• **Data items**:
++++++++++++++++++++

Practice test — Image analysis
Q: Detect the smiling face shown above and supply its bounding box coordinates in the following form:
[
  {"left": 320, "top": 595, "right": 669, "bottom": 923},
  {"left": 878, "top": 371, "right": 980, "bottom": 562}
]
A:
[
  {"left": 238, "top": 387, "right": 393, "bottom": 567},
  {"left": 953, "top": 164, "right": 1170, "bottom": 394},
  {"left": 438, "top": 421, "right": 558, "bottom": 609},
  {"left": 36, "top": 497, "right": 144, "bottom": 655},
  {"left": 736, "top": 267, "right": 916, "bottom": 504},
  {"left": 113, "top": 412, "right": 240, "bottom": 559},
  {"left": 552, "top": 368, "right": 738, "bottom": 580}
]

++++++++++++++++++++

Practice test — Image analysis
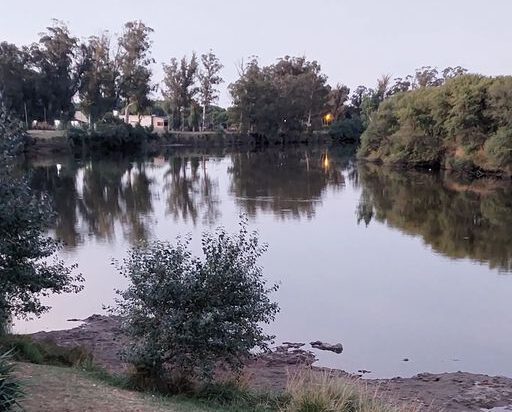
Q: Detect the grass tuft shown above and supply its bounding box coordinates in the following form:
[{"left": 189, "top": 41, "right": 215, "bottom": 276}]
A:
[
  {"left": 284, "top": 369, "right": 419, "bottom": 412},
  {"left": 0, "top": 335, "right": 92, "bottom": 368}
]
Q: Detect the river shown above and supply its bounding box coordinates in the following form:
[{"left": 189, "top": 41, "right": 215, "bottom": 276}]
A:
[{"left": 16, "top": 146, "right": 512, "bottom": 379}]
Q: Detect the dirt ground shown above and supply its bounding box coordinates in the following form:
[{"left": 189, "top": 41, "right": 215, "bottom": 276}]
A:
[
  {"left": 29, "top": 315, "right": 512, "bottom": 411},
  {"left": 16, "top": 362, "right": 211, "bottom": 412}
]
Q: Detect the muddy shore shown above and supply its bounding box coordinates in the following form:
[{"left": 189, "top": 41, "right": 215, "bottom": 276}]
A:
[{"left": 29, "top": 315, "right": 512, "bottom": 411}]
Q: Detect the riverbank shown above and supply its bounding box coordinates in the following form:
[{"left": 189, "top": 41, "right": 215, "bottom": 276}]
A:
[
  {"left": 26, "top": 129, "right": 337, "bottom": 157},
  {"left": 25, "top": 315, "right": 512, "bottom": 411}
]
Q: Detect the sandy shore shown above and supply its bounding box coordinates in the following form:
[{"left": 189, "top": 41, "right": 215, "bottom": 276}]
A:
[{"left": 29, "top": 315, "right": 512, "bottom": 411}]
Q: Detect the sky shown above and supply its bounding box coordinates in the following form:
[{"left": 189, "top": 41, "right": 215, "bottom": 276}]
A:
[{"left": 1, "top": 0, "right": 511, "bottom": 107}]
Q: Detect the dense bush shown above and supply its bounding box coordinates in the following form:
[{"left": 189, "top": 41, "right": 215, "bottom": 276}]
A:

++++++++++++++++++++

• **What to produce**: Only the lines above from the one with "Q: Detect the riverbank" up to and including the one with "Q: Detect the sky" should be repeated, exactly as written.

• **Exercise answer**:
Q: Detect the riverbank shown above and supply its bounding box coordinates in the following form:
[{"left": 189, "top": 41, "right": 215, "bottom": 276}]
A:
[
  {"left": 26, "top": 129, "right": 337, "bottom": 157},
  {"left": 25, "top": 315, "right": 512, "bottom": 411}
]
Q: Detect the sandy shore shown above and supply its bounding box coordinates in the following form:
[{"left": 189, "top": 41, "right": 215, "bottom": 276}]
A:
[{"left": 29, "top": 315, "right": 512, "bottom": 411}]
Q: Detect the sky shown above and supply its bounding box coordinates in the following form:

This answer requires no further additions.